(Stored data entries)
------------------------------
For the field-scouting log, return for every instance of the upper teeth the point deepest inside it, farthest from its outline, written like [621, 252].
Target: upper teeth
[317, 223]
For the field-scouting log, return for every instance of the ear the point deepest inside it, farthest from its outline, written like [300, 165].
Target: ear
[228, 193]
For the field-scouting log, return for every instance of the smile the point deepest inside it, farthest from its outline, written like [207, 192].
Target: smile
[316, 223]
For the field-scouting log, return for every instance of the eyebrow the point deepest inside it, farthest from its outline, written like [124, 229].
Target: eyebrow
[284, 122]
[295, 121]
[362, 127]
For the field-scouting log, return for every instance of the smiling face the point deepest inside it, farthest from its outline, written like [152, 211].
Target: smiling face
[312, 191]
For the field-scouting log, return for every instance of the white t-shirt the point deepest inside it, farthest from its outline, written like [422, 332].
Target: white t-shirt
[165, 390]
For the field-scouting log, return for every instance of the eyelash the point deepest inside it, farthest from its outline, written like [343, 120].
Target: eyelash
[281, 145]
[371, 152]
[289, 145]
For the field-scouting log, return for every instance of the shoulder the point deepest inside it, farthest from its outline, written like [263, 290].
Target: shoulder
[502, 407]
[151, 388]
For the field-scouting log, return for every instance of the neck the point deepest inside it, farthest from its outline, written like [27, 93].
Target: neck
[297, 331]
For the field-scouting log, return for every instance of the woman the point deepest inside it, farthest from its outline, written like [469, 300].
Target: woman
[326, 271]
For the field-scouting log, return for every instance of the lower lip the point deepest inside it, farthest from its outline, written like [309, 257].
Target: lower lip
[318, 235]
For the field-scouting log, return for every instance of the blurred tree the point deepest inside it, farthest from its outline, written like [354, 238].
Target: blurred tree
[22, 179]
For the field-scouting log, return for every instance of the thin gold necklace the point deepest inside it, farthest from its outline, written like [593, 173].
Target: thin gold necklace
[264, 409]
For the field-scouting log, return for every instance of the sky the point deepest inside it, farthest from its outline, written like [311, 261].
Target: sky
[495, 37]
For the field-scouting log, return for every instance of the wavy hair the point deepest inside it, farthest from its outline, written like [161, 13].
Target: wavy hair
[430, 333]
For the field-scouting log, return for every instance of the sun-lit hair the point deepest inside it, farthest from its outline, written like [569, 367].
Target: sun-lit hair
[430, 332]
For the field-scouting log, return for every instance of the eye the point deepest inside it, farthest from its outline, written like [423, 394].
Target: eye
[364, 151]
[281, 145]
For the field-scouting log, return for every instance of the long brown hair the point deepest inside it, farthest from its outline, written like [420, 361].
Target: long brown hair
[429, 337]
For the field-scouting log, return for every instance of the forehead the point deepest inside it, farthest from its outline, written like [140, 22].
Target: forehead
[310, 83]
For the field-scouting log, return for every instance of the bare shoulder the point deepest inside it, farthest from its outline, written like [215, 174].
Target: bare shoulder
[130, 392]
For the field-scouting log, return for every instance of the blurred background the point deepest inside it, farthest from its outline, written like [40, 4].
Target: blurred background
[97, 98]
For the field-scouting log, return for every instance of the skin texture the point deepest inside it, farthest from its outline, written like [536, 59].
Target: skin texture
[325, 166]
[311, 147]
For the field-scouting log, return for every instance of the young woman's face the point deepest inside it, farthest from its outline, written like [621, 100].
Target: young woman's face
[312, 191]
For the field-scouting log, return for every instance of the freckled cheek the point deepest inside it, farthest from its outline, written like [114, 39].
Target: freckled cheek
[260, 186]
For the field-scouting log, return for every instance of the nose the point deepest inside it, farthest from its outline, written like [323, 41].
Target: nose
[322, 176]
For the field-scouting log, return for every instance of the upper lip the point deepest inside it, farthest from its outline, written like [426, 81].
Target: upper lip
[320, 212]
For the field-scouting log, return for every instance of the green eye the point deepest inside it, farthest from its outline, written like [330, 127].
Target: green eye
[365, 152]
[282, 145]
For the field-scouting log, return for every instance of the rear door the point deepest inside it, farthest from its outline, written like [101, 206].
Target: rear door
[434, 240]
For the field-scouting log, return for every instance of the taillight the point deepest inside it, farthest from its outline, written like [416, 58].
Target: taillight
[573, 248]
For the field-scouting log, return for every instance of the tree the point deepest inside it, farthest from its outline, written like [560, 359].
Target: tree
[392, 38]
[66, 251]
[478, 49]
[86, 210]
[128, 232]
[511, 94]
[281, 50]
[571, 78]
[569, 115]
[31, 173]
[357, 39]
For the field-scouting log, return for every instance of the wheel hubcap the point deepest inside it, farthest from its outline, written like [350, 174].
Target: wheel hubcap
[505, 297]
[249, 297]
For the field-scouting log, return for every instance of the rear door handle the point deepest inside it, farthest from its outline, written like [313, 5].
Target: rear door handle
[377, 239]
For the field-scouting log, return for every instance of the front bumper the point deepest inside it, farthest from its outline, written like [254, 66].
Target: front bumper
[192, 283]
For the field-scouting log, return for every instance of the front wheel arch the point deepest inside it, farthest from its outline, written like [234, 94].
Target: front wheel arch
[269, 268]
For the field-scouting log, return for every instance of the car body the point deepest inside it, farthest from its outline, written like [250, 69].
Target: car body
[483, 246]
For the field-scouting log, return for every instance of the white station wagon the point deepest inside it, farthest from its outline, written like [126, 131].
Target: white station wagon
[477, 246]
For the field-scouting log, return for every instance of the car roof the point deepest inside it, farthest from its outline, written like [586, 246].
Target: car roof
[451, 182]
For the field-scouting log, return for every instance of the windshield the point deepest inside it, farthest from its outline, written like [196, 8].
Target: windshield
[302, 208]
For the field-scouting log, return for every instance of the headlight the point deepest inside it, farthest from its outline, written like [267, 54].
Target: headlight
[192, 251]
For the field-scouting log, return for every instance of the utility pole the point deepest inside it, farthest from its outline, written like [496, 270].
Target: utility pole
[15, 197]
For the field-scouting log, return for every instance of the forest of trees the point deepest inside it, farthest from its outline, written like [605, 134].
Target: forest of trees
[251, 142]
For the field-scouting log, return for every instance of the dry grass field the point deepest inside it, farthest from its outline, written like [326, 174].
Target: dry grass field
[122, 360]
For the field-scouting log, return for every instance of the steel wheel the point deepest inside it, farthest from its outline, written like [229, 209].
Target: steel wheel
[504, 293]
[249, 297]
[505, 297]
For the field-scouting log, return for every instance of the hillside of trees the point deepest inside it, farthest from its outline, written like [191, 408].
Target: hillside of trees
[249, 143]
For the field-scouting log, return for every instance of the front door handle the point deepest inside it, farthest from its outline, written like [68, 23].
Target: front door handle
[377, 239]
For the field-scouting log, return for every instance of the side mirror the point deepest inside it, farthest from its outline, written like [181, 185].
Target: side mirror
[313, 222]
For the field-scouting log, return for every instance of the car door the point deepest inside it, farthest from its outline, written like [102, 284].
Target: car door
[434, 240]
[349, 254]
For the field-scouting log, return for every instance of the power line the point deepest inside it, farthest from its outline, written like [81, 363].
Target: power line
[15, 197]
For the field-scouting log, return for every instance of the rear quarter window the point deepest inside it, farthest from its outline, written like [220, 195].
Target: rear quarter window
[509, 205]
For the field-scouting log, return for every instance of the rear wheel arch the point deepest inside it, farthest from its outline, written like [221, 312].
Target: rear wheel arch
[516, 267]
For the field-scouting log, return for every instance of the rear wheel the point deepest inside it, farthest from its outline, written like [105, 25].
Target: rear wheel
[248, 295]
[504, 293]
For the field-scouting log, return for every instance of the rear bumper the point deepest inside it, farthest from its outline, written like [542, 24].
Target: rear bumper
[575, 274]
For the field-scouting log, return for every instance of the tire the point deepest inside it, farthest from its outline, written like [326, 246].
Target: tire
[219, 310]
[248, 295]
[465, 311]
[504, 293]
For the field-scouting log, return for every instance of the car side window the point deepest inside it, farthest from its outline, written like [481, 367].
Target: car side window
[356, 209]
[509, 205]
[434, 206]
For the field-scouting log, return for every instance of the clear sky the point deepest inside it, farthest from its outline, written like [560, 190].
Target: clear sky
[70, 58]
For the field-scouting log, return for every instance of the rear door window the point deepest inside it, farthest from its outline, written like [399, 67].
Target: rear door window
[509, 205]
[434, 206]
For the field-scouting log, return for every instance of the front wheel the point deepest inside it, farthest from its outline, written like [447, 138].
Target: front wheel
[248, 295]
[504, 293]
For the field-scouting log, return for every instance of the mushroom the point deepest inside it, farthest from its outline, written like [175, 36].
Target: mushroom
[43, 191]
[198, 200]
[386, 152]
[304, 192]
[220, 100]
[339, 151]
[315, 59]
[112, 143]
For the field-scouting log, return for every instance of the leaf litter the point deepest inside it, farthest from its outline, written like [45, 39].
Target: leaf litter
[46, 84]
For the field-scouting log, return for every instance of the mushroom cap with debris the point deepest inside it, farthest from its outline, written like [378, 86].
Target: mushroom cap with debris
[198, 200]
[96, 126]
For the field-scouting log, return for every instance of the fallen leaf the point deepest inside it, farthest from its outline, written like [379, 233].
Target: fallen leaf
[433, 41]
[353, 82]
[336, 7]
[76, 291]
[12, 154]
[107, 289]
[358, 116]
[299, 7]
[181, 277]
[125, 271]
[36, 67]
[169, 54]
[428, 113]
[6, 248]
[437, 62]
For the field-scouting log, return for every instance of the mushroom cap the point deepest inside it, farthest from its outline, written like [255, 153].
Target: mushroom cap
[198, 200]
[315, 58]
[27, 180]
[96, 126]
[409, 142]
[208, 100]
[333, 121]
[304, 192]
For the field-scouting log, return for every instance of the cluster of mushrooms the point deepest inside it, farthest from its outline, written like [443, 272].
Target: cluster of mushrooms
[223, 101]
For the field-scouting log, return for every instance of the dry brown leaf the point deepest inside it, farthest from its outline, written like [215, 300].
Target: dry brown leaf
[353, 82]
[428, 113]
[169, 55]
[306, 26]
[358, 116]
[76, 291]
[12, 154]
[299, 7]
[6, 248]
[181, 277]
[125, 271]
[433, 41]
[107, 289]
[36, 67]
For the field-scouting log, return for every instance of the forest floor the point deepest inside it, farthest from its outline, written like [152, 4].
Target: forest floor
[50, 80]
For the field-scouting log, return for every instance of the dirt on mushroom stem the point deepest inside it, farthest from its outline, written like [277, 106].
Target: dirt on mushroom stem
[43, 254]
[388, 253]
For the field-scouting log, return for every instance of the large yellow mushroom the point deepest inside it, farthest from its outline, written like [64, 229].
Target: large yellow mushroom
------------------------------
=== Exercise description ===
Only lines with the word "yellow" are wanted, so copy each one from the records.

=== Answer for the task ===
For the field-scouting log, return for every instance of the large yellow mushroom the point deepest inside it, farthest from its outline, written like [64, 229].
Target: large yellow mushroom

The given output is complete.